**TEXT TO READ:**

· · · ·

# US warns of al-Qaeda cyber threat



## Polar Bear (Dec 1, 2006)

*I wonder if they could make my debt disapper. *


*http://news.bbc.co.uk/2/hi/americas/6197446.stm*
*US warns of al-Qaeda cyber threat* 

*The US government has warned of an al-Qaeda call to attack US online stock market and banking services. *

The threat, seen on an al-Qaeda website, applied to the whole of December. 
It was said to be in revenge for the continued detention of suspects at the US prison camp in Guantanamo Bay. 
A spokesman for the Department of Homeland Security, Russ Knocke, said there was no evidence to corroborate the threat. 
He said the US Computer Emergency Readiness team had issued a "situational awareness report to industry stakeholders". 
However, he said it had been issued out of what he called "an abundance of caution". 
The warning said the threat called for attacks to begin Friday and run through the month of December. It is described as an "aspirational threat" and the nature of the warning is particularly vague, the BBC's Guto Harri in New York says.


----------



## AWP (Dec 1, 2006)

· · · ·

**DATASET SECTION:**

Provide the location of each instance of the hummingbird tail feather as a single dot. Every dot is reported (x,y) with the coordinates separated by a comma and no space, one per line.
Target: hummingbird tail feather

· · · ·

**SET EXERCISE 1:**
Answer from the thread on the al-Qaeda cyber threat.
(a) Who spoke for the Department of Homeland Security?
(b) What was the threat said to be revenge for?
(c) What period did the threat apply to?
**SET EXERCISE 2:** Write the next part of the thread on the al-Qaeda cyber threat, following on from its last line.
You won't need the material for any of this.

**EXERCISE RESPONSE 1:**
(a) Russ Knocke.
(b) The continued detention of suspects at the US prison camp in Guantanamo Bay.
(c) The whole of December.

**EXERCISE RESPONSE 2:**
You could MAYBE hack one of those industries.....but it wouldn't last long and you would get caught. There are too many safeguards built into place ironically due to the number of worms and virii over the last few years.


----------



## Charlie (Dec 1, 2006)

True, but the net is still very vulnerable


----------



## AWP (Dec 1, 2006)

No doubt, Charlie, not at all. I'm an Admin for a large financial company and that particular industry is more restricted than others. Not all though...ma and pa banks/ credit unions will be a problem for us for one.

I think we are overdue for a large scale attack on the Net.


----------



## Polar Bear (Dec 1, 2006)

Freefalling said:


> I think we are overdue for a large scale attack on the Net.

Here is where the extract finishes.